* About this task:
Report each line of the entries below that includes "marker".
- - - - -
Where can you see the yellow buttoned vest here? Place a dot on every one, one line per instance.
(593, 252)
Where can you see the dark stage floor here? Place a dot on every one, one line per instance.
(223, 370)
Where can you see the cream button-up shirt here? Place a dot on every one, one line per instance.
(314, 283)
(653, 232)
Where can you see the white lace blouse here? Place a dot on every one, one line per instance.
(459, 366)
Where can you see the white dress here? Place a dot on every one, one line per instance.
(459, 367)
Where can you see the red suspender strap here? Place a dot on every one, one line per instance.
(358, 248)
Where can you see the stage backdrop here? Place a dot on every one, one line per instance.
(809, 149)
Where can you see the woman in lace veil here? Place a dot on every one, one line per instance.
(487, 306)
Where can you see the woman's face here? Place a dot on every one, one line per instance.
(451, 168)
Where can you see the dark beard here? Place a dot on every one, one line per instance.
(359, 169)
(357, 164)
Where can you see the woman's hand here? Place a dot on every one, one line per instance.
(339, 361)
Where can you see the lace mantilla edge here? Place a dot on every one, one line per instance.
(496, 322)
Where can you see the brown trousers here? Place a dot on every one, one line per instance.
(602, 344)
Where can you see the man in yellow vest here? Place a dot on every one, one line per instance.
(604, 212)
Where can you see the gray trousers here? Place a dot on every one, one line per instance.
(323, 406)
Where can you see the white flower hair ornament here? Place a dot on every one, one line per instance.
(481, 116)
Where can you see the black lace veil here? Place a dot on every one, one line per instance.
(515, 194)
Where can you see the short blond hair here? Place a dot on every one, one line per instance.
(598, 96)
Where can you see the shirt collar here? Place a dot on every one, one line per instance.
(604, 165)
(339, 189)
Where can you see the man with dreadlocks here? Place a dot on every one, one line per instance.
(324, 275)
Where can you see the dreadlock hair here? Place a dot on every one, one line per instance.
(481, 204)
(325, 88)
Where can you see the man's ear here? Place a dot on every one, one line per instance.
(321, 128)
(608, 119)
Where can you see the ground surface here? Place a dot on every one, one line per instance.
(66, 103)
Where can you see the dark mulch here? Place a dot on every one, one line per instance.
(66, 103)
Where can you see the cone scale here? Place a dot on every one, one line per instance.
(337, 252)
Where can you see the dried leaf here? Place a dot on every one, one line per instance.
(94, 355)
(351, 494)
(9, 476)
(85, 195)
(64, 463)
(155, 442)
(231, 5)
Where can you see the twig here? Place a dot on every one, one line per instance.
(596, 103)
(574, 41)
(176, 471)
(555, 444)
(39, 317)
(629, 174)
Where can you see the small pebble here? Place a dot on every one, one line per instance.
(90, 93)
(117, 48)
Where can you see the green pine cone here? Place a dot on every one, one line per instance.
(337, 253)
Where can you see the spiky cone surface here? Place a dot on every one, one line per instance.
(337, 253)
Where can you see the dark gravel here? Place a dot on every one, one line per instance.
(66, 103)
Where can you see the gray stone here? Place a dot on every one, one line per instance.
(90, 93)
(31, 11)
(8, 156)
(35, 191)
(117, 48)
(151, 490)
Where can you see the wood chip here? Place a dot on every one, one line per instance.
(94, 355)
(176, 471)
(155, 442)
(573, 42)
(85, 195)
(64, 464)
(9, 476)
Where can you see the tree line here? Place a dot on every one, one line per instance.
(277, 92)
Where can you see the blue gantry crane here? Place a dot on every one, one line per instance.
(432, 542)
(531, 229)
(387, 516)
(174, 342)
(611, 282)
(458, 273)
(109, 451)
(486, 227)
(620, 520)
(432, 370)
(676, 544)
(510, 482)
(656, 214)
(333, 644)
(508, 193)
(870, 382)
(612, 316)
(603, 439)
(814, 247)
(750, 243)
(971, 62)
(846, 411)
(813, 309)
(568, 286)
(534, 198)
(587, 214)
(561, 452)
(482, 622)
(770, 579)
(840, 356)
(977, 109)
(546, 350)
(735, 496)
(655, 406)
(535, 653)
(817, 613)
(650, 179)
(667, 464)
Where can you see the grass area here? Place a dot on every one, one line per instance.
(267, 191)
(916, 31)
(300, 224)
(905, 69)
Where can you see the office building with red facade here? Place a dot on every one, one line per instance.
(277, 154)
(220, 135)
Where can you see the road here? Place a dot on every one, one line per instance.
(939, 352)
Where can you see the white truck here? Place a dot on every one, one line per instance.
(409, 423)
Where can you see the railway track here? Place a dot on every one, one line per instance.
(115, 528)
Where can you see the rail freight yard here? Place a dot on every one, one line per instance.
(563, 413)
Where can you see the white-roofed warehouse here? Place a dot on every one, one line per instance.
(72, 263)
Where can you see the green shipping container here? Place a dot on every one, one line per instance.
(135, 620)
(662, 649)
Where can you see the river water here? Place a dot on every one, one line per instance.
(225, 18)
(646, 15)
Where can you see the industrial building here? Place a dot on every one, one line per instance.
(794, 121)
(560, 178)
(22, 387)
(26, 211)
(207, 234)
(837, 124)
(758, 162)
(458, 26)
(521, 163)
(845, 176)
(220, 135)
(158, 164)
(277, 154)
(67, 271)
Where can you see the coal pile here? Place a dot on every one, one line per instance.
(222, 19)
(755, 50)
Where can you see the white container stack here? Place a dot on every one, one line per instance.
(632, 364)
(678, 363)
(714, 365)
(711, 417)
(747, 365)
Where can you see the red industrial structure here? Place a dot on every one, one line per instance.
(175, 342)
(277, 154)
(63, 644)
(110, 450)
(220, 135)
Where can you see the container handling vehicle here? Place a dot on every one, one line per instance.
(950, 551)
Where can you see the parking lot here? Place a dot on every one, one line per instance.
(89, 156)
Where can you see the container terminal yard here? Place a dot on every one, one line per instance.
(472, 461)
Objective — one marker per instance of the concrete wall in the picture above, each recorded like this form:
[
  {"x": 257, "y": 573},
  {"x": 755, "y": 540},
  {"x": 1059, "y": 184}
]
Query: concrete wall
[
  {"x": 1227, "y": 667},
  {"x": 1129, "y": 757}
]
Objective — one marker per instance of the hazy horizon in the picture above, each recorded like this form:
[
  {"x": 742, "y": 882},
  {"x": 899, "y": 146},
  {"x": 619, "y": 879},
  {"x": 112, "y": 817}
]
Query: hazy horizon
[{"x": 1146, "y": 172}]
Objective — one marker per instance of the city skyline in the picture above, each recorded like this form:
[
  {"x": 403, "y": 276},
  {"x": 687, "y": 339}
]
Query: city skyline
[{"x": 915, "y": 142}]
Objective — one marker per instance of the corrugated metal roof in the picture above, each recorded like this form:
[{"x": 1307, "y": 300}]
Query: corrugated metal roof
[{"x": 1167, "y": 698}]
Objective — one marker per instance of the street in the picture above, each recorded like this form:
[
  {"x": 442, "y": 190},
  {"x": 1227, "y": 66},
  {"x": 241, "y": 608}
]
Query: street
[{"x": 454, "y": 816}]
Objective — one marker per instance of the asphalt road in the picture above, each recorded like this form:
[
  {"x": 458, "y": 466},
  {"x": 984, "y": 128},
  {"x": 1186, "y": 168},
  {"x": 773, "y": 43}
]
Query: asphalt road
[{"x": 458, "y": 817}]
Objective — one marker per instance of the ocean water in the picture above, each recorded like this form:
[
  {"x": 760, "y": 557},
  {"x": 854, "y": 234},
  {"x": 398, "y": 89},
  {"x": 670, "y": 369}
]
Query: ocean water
- - - - -
* Task solution:
Objective — one marker per instance of the concrete wall in the picture above, each recorded like this form:
Objective — one marker per instance of the hazy horizon in the picture above, each recorded like this form:
Objective — one marker per instance of the city skyline in the picture above, each recorded like this form:
Objective — one marker per instance of the corrugated metal roof in the picture above, each recorded like this form:
Objective — one marker per instance of the street in the picture above, each recorded like this form:
Objective — one marker per instance of the asphalt road in the picture above, each recorded like this form:
Objective — one marker per instance of the ocean water in the picture above, each recorded like this form:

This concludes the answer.